**Stated task:**
Pull out each line of the entries that contains the word "stone" and list those lines.

**Entries for labeling bounding boxes:**
--
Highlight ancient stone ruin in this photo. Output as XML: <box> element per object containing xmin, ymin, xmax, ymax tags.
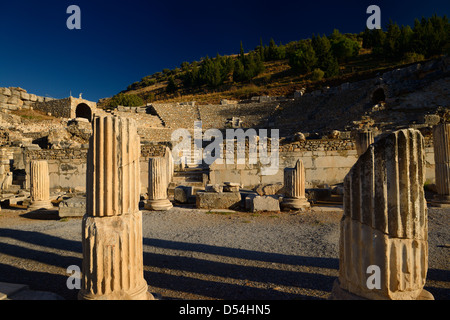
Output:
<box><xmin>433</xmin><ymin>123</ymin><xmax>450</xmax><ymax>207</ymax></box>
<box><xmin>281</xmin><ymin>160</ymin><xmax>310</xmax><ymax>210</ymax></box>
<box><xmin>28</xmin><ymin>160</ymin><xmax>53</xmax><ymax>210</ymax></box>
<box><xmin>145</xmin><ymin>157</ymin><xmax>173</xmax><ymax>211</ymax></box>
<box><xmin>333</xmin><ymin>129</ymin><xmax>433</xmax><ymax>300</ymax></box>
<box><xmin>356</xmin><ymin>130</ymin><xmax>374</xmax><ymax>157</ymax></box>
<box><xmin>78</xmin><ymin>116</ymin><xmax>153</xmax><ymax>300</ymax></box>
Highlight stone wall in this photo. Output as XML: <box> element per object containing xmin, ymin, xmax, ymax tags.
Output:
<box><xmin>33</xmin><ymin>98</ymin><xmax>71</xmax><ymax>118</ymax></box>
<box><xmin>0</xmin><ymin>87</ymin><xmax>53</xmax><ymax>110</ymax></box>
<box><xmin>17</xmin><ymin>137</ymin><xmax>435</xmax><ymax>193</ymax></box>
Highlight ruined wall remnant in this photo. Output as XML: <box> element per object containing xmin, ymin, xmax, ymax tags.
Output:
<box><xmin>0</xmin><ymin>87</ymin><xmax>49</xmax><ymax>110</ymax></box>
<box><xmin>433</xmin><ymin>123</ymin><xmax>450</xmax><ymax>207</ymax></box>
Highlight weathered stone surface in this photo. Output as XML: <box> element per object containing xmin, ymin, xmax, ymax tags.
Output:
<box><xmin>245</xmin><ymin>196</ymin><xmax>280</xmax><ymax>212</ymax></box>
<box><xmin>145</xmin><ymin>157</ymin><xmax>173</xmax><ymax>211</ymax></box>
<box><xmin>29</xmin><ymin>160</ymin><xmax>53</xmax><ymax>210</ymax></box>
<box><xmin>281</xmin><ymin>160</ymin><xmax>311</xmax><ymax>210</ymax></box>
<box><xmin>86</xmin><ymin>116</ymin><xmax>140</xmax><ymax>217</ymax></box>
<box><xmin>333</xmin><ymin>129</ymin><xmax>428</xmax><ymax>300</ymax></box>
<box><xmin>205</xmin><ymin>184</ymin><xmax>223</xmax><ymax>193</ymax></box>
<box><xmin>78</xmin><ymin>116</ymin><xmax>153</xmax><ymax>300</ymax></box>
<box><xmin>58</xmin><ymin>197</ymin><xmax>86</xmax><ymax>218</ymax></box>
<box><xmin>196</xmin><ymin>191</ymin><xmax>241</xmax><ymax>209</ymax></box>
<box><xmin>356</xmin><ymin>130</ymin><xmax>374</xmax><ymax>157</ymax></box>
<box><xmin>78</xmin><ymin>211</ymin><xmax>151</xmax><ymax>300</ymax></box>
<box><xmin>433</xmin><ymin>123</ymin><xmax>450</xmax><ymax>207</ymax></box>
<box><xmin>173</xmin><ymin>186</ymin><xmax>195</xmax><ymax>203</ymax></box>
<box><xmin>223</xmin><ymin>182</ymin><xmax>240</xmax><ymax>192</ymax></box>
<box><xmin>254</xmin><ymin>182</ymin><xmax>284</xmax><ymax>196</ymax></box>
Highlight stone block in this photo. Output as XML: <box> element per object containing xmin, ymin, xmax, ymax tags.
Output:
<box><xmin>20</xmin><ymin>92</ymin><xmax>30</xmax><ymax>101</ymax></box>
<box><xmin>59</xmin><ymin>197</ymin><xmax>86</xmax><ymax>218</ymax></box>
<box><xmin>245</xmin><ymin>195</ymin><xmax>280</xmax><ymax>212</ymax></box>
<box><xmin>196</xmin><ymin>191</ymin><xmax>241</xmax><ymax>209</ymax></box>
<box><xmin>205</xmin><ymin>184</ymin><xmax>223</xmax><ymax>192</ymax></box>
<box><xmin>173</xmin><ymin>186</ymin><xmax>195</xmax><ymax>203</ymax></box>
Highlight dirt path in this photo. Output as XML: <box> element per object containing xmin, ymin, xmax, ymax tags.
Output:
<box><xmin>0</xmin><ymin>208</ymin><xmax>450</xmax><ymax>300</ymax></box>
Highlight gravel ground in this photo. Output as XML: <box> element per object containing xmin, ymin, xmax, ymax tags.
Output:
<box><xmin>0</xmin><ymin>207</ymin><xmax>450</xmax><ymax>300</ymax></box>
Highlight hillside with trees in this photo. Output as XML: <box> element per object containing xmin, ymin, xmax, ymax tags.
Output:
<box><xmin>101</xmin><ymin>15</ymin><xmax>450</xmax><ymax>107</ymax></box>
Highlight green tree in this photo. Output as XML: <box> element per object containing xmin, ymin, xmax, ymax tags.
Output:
--
**Output for this task:**
Highlight ancient stone ruin in this photo. Output as XML: <box> element per object containing xmin, ymin, xmax, ymax tags.
Highlight stone wall in this photo. Output as XML: <box> element per object containing xmin, ymin, xmax, ymax tags.
Highlight weathered stone surface in this photo. Output as XML: <box> element per object containing xmin, ymin, xmax, ymax tags.
Highlight stone block in this photo. Output as XML: <box> element per object containing xmin, ymin, xmax, ymax tags.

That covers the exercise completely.